- Set task -
Convert the lines of the listing below, from the line containing "Please indicate the distant" through the end of the listing, into a numbered list, leaving out any blank lines.

Dataset rows:
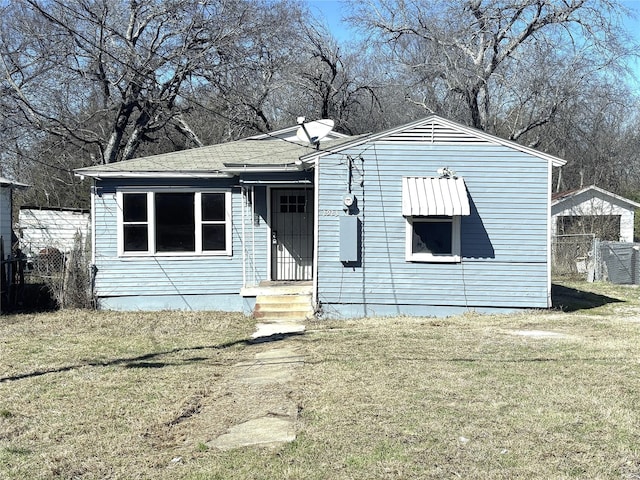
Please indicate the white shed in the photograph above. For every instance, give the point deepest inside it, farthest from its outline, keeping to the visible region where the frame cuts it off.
(6, 188)
(44, 227)
(593, 210)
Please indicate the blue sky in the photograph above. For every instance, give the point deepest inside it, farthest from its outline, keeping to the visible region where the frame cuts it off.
(332, 12)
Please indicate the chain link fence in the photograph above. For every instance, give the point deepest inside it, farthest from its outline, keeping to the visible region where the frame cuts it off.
(574, 257)
(66, 275)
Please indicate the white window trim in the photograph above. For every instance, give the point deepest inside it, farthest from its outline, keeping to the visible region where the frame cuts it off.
(151, 252)
(454, 257)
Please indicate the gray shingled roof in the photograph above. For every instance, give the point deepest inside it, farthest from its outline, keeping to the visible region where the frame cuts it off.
(222, 158)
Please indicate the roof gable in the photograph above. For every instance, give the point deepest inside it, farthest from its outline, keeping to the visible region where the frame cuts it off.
(437, 130)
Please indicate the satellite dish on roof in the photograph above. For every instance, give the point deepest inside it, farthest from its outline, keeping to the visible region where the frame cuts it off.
(313, 132)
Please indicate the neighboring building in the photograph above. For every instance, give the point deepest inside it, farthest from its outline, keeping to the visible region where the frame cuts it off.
(592, 210)
(430, 218)
(6, 204)
(43, 228)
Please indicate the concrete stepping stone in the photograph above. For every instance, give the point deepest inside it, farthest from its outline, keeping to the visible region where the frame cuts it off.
(265, 432)
(275, 365)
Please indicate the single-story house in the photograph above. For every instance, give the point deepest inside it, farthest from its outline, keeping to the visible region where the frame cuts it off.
(6, 205)
(593, 210)
(429, 218)
(44, 228)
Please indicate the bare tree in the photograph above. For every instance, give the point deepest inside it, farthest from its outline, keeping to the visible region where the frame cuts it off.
(462, 55)
(113, 75)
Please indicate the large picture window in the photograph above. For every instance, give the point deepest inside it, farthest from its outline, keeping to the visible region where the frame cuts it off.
(433, 239)
(183, 222)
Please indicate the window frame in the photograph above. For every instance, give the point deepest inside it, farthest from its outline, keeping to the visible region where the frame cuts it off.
(198, 222)
(455, 255)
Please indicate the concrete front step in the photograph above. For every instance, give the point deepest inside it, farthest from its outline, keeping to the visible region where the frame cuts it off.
(283, 307)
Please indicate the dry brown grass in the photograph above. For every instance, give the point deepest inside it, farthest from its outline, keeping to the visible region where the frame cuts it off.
(111, 395)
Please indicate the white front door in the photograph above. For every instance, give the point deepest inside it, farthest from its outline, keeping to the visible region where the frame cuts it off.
(291, 233)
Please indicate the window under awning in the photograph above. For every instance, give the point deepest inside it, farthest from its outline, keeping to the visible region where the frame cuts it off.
(428, 196)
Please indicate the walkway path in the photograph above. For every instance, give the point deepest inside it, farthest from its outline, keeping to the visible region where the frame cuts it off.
(266, 376)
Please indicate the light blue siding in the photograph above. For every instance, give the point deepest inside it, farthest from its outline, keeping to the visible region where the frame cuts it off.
(503, 241)
(198, 282)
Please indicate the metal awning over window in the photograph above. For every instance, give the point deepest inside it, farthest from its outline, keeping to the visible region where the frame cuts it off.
(428, 196)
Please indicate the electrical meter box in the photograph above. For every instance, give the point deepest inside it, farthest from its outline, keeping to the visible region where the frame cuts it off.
(349, 239)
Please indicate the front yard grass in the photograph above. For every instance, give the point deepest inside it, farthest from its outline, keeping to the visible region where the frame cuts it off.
(138, 395)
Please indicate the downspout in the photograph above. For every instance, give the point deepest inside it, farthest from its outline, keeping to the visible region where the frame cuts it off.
(93, 267)
(253, 233)
(243, 193)
(316, 231)
(549, 227)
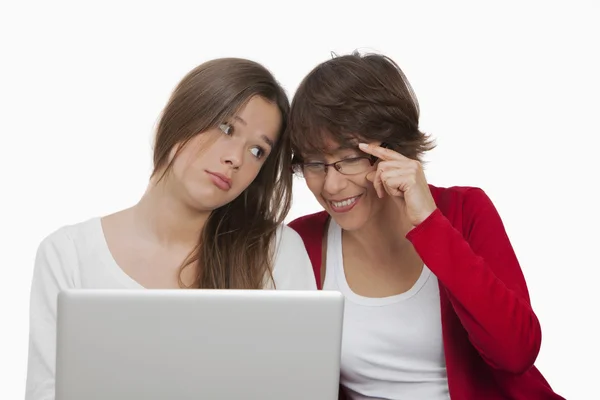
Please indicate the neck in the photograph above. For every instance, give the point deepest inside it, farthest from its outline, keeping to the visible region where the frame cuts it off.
(383, 237)
(167, 220)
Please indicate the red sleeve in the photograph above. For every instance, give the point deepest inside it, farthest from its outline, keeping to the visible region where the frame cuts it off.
(484, 282)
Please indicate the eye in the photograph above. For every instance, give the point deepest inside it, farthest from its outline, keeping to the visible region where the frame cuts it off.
(226, 128)
(353, 160)
(313, 166)
(258, 152)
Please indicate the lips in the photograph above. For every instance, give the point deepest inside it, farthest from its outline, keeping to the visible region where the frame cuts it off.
(344, 205)
(220, 180)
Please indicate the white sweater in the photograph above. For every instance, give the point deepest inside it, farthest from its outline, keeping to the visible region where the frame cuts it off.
(77, 256)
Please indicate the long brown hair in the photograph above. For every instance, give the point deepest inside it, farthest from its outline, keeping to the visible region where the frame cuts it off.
(236, 245)
(356, 97)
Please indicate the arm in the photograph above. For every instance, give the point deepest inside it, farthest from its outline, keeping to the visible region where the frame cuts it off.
(484, 282)
(292, 266)
(53, 272)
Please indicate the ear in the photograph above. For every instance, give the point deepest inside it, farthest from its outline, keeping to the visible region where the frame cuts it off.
(173, 152)
(371, 176)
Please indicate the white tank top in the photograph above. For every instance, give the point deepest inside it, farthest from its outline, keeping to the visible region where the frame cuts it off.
(392, 347)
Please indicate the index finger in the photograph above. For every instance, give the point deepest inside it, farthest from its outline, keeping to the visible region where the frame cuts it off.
(380, 152)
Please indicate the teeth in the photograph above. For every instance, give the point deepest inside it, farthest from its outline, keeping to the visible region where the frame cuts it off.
(344, 203)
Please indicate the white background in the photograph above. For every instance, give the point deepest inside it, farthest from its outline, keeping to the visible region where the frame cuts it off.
(510, 92)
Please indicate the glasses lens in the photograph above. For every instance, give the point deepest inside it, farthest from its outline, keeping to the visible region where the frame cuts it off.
(354, 166)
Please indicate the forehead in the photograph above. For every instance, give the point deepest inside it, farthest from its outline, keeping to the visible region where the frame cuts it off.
(260, 118)
(328, 145)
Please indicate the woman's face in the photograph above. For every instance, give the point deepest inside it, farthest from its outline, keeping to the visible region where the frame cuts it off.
(216, 166)
(344, 192)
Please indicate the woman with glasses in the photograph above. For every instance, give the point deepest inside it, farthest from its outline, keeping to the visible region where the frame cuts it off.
(436, 303)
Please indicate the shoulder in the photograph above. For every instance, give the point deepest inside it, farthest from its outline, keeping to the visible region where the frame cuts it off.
(292, 268)
(61, 248)
(461, 200)
(288, 238)
(447, 197)
(310, 225)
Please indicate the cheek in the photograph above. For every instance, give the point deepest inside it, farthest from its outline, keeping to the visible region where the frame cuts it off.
(315, 187)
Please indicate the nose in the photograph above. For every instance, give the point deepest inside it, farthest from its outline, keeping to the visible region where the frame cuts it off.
(335, 182)
(233, 156)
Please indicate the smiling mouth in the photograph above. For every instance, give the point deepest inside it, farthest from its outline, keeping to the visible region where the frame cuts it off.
(344, 205)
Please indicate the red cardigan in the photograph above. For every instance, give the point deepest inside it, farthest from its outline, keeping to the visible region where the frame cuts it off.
(491, 334)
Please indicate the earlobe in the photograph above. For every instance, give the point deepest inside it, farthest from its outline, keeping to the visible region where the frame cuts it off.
(173, 152)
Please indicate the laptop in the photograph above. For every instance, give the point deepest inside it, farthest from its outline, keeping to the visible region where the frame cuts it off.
(198, 344)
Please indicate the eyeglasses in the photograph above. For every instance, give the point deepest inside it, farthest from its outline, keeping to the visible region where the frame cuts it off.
(347, 166)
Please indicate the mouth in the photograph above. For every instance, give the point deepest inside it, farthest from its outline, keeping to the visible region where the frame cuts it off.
(344, 205)
(221, 181)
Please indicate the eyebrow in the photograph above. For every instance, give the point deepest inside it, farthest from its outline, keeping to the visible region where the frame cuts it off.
(263, 137)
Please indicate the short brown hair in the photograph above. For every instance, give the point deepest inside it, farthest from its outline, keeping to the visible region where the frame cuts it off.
(236, 247)
(355, 98)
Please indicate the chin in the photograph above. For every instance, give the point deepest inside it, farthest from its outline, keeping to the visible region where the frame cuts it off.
(352, 219)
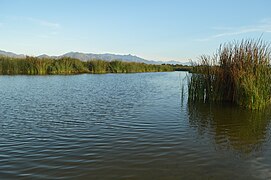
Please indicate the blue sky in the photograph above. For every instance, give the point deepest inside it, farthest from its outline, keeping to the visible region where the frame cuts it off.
(152, 29)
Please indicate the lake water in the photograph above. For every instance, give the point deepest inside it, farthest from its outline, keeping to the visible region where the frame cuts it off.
(125, 126)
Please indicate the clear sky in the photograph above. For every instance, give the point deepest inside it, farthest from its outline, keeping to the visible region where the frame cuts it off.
(152, 29)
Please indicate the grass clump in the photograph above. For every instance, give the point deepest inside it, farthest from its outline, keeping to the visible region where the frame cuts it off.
(66, 65)
(238, 73)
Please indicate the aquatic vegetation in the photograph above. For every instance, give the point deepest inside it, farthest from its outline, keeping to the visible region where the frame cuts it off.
(238, 73)
(66, 65)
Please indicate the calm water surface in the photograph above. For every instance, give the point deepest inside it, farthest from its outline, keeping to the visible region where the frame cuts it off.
(125, 126)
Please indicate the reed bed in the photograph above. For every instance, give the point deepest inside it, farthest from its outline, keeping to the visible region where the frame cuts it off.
(238, 73)
(66, 65)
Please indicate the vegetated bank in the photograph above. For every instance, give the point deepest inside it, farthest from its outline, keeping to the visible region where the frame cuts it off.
(66, 65)
(238, 73)
(180, 67)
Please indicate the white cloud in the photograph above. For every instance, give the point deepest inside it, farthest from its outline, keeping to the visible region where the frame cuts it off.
(264, 26)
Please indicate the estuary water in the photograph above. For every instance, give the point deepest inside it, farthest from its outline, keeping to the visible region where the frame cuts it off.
(125, 126)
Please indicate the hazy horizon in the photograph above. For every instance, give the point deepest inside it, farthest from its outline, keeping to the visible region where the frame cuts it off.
(153, 30)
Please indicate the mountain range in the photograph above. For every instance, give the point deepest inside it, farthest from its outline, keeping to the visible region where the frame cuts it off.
(91, 56)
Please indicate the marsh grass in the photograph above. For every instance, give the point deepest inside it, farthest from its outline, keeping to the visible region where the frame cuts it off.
(238, 73)
(66, 65)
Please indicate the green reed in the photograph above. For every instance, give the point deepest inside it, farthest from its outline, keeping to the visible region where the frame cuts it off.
(66, 65)
(238, 73)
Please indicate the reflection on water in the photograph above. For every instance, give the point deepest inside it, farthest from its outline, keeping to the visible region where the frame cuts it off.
(124, 126)
(230, 127)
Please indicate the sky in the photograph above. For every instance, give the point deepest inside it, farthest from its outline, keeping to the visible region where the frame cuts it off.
(162, 30)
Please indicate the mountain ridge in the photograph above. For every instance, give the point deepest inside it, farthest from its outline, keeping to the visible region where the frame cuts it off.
(91, 56)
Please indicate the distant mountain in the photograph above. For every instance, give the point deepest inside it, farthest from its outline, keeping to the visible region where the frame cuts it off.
(10, 54)
(91, 56)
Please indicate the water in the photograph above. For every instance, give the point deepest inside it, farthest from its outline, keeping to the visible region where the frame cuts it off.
(125, 126)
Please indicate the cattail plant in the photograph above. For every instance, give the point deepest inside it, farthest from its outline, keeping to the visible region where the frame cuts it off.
(238, 73)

- Reply to the exercise -
1. Please indicate the distant mountain in the photograph above. For every instance, give the point deepest inside it, farthest from its outline, keeping to the visible region where the frame cuts it off.
2. (10, 54)
3. (91, 56)
4. Please indicate the water in the photograph above. For every instance, give the point deepest inside it, farthest from its outline, keeping to the visible region where the frame cuts it off.
5. (125, 126)
6. Please indicate the cattail plant in the photograph above. For every instance, give the point deepest inside it, farthest from its outline, keeping to the visible region where the frame cuts it off.
7. (238, 73)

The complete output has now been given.